● **Problem requirements**: Print every line of the material below verbatim, leaving out the pictures.

● **Task data**:
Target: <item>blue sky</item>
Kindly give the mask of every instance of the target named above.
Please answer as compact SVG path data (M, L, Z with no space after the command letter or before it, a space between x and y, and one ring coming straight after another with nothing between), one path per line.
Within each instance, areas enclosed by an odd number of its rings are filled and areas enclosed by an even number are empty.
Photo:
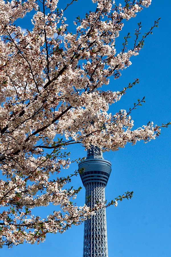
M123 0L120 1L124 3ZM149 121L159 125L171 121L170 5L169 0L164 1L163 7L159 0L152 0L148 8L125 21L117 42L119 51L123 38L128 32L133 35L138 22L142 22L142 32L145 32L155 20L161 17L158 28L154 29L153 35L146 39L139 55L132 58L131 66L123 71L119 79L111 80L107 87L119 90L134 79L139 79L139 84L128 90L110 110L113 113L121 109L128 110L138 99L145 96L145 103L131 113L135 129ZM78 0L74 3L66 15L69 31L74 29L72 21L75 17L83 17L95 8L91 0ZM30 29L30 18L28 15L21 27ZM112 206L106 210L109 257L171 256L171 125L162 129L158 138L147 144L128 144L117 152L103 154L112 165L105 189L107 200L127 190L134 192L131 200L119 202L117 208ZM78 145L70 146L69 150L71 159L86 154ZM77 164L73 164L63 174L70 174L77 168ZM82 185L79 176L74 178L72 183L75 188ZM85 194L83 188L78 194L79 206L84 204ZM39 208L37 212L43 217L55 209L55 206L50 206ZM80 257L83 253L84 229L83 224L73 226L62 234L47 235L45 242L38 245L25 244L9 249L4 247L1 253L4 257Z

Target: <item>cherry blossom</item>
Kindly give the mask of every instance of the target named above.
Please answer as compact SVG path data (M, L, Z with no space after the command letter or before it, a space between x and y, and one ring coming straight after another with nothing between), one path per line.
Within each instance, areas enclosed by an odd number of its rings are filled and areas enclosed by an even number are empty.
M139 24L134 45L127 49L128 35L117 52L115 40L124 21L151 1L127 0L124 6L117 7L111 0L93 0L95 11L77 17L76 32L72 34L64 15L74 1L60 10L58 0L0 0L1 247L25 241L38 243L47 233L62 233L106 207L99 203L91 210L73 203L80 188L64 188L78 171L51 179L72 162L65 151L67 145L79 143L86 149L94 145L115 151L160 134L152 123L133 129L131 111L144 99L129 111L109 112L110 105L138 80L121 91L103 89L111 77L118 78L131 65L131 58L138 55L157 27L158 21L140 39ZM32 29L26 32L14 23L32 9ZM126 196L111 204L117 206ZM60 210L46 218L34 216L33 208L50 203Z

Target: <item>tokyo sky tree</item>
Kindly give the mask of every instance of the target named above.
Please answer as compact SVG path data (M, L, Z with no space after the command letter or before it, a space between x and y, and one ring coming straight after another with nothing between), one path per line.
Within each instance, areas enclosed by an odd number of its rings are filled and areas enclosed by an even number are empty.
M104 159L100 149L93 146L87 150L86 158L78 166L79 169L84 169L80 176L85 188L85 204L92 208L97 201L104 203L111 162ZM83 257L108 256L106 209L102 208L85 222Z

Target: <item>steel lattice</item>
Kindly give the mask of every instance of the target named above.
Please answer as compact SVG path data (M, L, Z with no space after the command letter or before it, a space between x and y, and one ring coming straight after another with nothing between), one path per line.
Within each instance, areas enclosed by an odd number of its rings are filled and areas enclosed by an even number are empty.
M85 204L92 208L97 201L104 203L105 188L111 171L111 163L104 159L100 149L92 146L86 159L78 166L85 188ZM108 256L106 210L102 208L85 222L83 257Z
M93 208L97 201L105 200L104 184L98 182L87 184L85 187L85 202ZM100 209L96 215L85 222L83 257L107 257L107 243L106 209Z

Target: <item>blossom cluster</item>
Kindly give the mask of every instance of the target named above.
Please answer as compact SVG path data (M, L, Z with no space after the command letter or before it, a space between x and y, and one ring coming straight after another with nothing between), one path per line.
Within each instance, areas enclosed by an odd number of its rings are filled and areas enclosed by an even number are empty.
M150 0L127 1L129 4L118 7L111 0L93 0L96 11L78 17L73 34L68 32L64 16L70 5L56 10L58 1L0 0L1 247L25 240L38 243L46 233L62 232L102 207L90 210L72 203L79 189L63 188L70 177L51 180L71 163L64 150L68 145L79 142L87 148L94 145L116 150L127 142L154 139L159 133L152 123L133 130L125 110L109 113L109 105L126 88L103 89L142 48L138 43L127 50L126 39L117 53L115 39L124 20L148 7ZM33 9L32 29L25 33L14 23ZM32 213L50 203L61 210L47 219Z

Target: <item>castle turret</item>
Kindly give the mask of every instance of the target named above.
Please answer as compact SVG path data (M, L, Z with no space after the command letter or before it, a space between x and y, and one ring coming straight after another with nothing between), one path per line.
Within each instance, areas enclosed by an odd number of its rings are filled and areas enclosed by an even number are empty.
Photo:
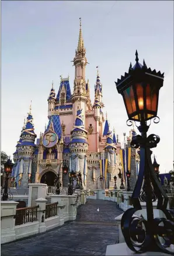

● **The result**:
Target: <item>blue sky</item>
Kindly give the mask of every instance of the target named above.
Please answer as compact SVG path data (M, L, Z with no space after the command letter or before it, a space between x and y, and one ring coming straight after another with nothing between), one path per line.
Within each instance, areas enclosed by an odd number of its rings are filled and areas enclosed by an even number are empty.
Photo:
M123 0L120 1L124 3ZM149 121L159 125L171 121L170 5L169 0L164 1L163 7L159 0L152 0L148 8L125 21L117 42L119 51L123 38L128 32L133 35L138 22L142 22L142 32L145 32L155 20L161 17L158 28L154 29L153 35L146 39L139 55L132 58L131 66L123 71L119 79L111 80L107 87L119 90L134 79L139 79L139 84L128 90L110 110L113 113L121 109L128 110L138 99L145 96L145 103L131 113L135 129ZM78 0L74 3L66 15L69 31L74 29L72 21L75 17L83 17L95 8L91 0ZM30 29L30 18L28 15L21 27ZM112 206L106 210L109 257L171 256L171 125L162 129L158 138L147 144L128 144L117 152L103 154L112 165L105 189L107 200L127 190L134 192L131 200L119 202L117 208ZM78 145L70 146L69 150L71 159L86 154ZM77 164L73 164L63 174L70 174L77 168ZM82 185L79 176L74 178L72 183L75 188ZM85 194L83 188L78 194L79 206L84 204ZM39 208L37 212L43 217L55 209L55 206L50 206ZM80 257L83 253L84 229L83 224L73 226L62 234L47 235L45 242L38 245L25 244L9 249L4 247L1 253L4 257Z

Target: <item>cherry blossom</item>
Kindly give the mask of every instance of the target named above.
Please answer as compact SVG path data (M, L, Z with no space after the command letter or before it, a space between x and y, and one ring coming straight after another with nothing between), one path per line.
Within each instance, areas enclosed by an odd number of its rings are filled and areas enclosed by an even number are empty.
M139 24L134 45L127 49L128 35L117 52L115 40L124 21L151 1L127 0L124 6L117 7L111 0L93 0L95 11L77 17L76 32L72 34L64 15L74 1L60 10L58 0L0 0L1 247L25 241L38 243L47 233L62 233L106 207L99 203L91 210L73 203L80 188L64 188L78 171L51 179L72 162L65 151L67 145L79 143L86 149L94 145L115 151L160 134L152 123L133 129L131 111L144 99L129 111L109 112L110 105L138 80L121 91L103 89L111 77L118 78L131 65L131 58L138 55L157 27L158 21L140 39ZM32 29L26 32L14 23L32 9ZM126 196L111 204L117 206ZM60 210L46 218L34 216L33 208L50 203Z

Target: <item>tokyo sky tree</item>
Kindly give the mask of every instance of the target named above.
Please answer as compact SVG path data (M, L, Z with no space after the command letter or before it, a space between x and y, and one ring coming straight after another with nothing between), one path per line.
Within each instance, areas enclosed by an odd number of its rings are filled and areas enclosed by an even number are empty.
M104 159L100 149L93 146L87 150L86 158L78 166L79 169L84 169L80 176L85 188L85 204L92 208L97 201L104 203L111 162ZM83 257L108 256L106 209L102 208L85 222Z

Target: <item>steel lattice</item>
Kindly give the mask of every instance of the target named above.
Please answer as compact SVG path data (M, L, Z with no space after the command letter or before it, a space between x and y, and one ring coming straight after another with nothing between), one path per line.
Within each instance, areas enclosed by an odd number of its rings are filled and areas enclosed by an even number are empty.
M85 204L92 208L97 201L104 203L105 188L111 171L111 163L104 159L100 149L92 146L86 159L78 166L85 188ZM108 256L106 210L102 208L85 222L83 257Z
M93 208L97 201L105 200L104 184L98 182L87 184L85 187L85 202ZM100 209L96 215L85 222L83 257L107 257L107 243L106 209Z

Target: <item>blossom cluster</item>
Kindly give the mask of every instance of the target named above.
Please answer as compact SVG path data (M, L, Z with no space after the command letter or before it, a space between x and y, and one ring coming straight after another with nothing between), one path per line.
Within each instance, areas enclosed by an odd number of its rings are filled and areas enclosed by an even number are empty.
M150 0L127 1L129 4L118 7L111 0L93 0L96 11L78 17L73 34L68 32L64 16L70 5L56 10L58 1L0 0L1 247L25 240L38 243L46 233L62 232L102 207L90 210L72 203L79 189L63 188L70 177L51 180L71 163L64 150L68 145L79 142L87 148L94 145L116 150L127 142L154 139L159 133L152 123L133 130L125 110L109 113L109 105L126 88L103 89L142 48L138 43L127 50L126 39L117 53L115 39L124 20L148 7ZM33 9L32 29L25 33L14 23ZM32 213L50 203L61 210L47 219Z

Target: <item>castle turret</item>
Kindly give the mask of every instance of the target named above.
Please answer as compact SVG path data (M, L, Z with no space after the command letter or before it, a space between x and y, and one ring coming straight after another with nothing between), one path per line.
Within each instance, areas enclosed by an odd number of its rings are filled and areas enclosed by an even number are empty.
Photo:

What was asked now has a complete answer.